A faithful copy is needed. Set down all of the data below exactly.

Source records
* * *

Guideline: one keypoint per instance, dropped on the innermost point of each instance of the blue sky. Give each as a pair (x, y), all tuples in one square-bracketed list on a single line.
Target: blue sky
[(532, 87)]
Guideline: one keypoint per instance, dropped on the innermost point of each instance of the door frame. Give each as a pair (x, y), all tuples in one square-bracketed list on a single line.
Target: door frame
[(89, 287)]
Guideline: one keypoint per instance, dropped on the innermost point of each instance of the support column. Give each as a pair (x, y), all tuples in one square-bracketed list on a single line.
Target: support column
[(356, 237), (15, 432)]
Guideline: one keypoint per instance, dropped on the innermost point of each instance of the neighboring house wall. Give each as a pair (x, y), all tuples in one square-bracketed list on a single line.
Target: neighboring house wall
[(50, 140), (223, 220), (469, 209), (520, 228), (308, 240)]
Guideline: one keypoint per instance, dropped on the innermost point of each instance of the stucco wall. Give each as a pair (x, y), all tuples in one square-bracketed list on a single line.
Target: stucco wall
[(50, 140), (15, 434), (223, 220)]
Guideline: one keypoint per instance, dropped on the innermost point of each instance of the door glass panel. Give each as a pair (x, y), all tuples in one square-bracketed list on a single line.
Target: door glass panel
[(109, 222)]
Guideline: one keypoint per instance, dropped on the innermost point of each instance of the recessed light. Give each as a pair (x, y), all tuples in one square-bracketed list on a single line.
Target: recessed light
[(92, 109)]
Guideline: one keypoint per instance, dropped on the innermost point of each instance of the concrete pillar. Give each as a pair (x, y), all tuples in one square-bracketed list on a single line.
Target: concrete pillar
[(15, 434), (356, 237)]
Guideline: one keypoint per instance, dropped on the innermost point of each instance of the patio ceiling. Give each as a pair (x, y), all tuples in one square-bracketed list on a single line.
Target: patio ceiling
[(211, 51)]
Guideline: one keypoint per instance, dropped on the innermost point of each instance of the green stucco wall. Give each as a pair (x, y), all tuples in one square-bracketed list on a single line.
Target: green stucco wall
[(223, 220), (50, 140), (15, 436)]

* * *

### [Written solution]
Guideline: one keypoint per instance, dropped on the innermost point of each instance of the blue sky. Give each as a pair (x, y), all tuples in one square-bracketed list on a single line.
Target: blue sky
[(532, 87)]
Guideline: one keypoint per instance, dropped on the innermost point of each instance of the door frame. Give each as a pair (x, y), all tuples in one square-bracketed list on a single line.
Target: door frame
[(89, 287)]
Guideline: one keypoint per instance, dropped on the innermost point of each instance of the support column. Give each as a pair (x, y), all tuples in one square-bracketed list on a single line.
Target: support column
[(356, 237), (15, 432)]
Guideline: one keypoint per instance, dropped on the innermost point of each instance of the neighboring house wall. Give each as a pair (x, y), all tuples in one square-bracketed list on a single line.
Target: neighboring house wall
[(50, 140), (223, 220), (469, 209), (520, 228), (308, 240)]
Guideline: one keypoint per instance, dropped on the innermost point of each instance of the stucco wall. Give each as a pair (x, y), all tuples in one square-bracketed list on a single line.
Target: stucco wall
[(50, 140), (15, 434), (223, 220)]
Guideline: one keypoint per instance, dropped on the innermost point of each instance of the door glass panel. Give each as a pair (x, y), all tuples in one square-bracketed list on a single line.
Target: door glass panel
[(109, 222)]
Guideline: one keypoint per instance, dropped on the innermost point of each instance of the recessed light. Give each as a pair (x, y), all tuples in one square-bracketed list on a single line.
Target: recessed light
[(92, 109)]
Guideline: one keypoint per instance, dropped on the innermost point of each instance of the concrete pillar. Give each as a pair (x, y), all tuples in one square-bracketed list on a single line.
Target: concrete pillar
[(15, 434), (356, 237)]
Guideline: one keypoint per instance, dropped on the innermost point of each instance of the patio ceiling. Give each as a pair (x, y), all tuples in one square-bracketed list on a single line.
Target: patio ceiling
[(211, 51)]
Guideline: one keypoint per instance, dropped on the innermost point of each instance of the green stucco wall. Give each as a pair (x, y), all tuples in one square-bracketed list on a single line.
Target: green stucco wall
[(223, 220), (50, 140), (15, 436)]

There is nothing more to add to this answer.